#### Estratto:
# # #
2.2 Le questioni sottoposte allo scrutinio del collegio sono state oggetto di approfondito esame da parte di questa Corte (da ultime: Cass., Sez. 5, 31 marzo 2021, nn. 8907, 8908, 8809 e 8910; Cass., Sez. 5, 1 aprile 2021, nn. 9080 e 9081; Cass., Sez. 5, 2 aprile 2021, nn. 9144, 9145, 9146, 9147, 9148, 9149, 9151, 9152, 9153, 9160, 9162 e 9168; Cass., Sez. 5, 12 aprile 2021, nn. 9516, 9528, 9529, 9530, 9531, 9532, 9533 e 9534; Cass., Sez. 5, 14 aprile 2021, nn. 9728, 9729, 9730, 9731, 9732, 9733, 9734 e 9735; Cass., Sez. 5, 21 aprile 2021, nn. 10472 e 10473), che ha svolto le seguenti considerazioni.

2.3 Sin dalle origini, il tributo sui giochi e le scommesse, che è frutto del percorso evolutivo iniziato con la tassa di lotteria (D.Lgs. 14 aprile 1948, n. 496, art. 6), è stato pensato in relazione alle attività di gioco: già nella relazione ministeriale al disegno di L. 15 giugno 1951, n. 2033 con riguardo all’istituzione dell’imposta unica, si leggeva, quanto ai giochi riservati al CONI e all’UNIRE, che questi “(…) debbono allo Stato, per l’esercizio delle attività di giuoco predette, la corresponsione di una tassa di lotteria (…)”.

2.4 Il presupposto dell’imposizione non è stato, dunque, correlato alla giocata in sé, ma alla prestazione di un servizio, che e’, appunto, il servizio di gioco e, in questo ambito, il prelievo colpisce, dunque, il prodotto che è offerto al consumatore tramite l’organizzazione dell’attività, sotto forma di servizio.

Tale carattere permea, in termini sistematici, l’intera disciplina dei tributi sui giochi. Così è in materia di prelievo erariale unico, dove il D.L. 30 settembre 2003, n. 269, art. 39, comma 13, primo periodo, convertito, con modificazioni, dalla L. 24 novembre 2003, n. 326, disponendo: “Agli apparecchi e congegni di cui al testo unico delle leggi di pubblica sicurezza, di cui al R.D. 18 giugno 1931, n. 773, e successive modificazioni, art. 110, comma 6, collegati in rete, si applica un prelievo erariale unico fissato in misura del 13,5 per cento delle somme giocate”, ancorava il presupposto dell’imposizione all’utilizzazione degli apparecchi e congegni per il gioco lecito (“agli apparecchi (…) si applica un prelievo”).
# # #
#### Dati:
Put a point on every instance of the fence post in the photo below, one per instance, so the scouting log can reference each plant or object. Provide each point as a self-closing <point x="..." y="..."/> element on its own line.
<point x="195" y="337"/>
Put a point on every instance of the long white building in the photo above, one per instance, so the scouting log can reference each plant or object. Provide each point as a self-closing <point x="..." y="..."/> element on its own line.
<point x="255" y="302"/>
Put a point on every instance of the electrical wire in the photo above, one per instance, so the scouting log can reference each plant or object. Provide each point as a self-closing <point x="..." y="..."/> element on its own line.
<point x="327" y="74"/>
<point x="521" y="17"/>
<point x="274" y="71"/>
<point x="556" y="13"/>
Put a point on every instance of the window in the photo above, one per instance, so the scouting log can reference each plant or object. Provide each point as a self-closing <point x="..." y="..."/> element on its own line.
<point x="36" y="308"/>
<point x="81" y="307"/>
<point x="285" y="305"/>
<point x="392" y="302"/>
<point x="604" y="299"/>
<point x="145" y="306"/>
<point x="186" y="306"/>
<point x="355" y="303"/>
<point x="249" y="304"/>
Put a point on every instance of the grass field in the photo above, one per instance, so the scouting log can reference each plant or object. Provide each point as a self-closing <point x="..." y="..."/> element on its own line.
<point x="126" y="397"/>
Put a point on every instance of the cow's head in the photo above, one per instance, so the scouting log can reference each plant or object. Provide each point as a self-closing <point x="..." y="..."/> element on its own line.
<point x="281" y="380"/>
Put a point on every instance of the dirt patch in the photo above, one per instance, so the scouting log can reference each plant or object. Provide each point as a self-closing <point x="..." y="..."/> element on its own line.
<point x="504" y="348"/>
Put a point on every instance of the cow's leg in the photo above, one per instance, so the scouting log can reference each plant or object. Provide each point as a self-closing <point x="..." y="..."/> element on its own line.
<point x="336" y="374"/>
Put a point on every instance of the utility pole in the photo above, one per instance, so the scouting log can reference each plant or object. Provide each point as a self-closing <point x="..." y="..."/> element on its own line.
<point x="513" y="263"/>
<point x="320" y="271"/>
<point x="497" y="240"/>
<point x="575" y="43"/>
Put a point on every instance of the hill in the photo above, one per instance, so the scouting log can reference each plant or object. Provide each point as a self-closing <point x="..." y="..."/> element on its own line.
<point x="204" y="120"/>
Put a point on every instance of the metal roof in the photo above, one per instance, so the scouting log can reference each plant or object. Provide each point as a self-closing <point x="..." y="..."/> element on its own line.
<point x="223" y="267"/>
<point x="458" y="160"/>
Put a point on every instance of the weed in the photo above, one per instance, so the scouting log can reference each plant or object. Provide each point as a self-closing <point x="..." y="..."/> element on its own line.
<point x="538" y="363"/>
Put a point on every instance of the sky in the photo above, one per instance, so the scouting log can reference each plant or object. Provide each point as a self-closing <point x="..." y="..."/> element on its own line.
# # #
#### Consegne:
1) Secondo l'estratto, in quale misura delle somme giocate era fissato il prelievo erariale unico?
2) Trascrivi dall'estratto il passo compreso tra "2.4 Il presupposto" e "forma di servizio.", estremi inclusi.
3) Indica se ciascuna affermazione concorda con l'estratto, rispondendo sì o no e citando le parole decisive.
(a) Il presupposto dell'imposizione è correlato alla giocata in sé.
(b) Il tributo sui giochi deriva da un percorso evolutivo iniziato con la tassa di lotteria.
(c) La relazione ministeriale citata riguarda, tra l'altro, i giochi riservati al CONI e all'UNIRE.
Il materiale non ha alcun legame con l'estratto.

#### Soluzioni:
1) Era fissato nella misura del 13,5 per cento delle somme giocate.

2)
2.4 Il presupposto dell’imposizione non è stato, dunque, correlato alla giocata in sé, ma alla prestazione di un servizio, che e’, appunto, il servizio di gioco e, in questo ambito, il prelievo colpisce, dunque, il prodotto che è offerto al consumatore tramite l’organizzazione dell’attività, sotto forma di servizio.

3)
(a) No: "Il presupposto dell’imposizione non è stato, dunque, correlato alla giocata in sé".
(b) Sì: "è frutto del percorso evolutivo iniziato con la tassa di lotteria".
(c) Sì: "quanto ai giochi riservati al CONI e all’UNIRE".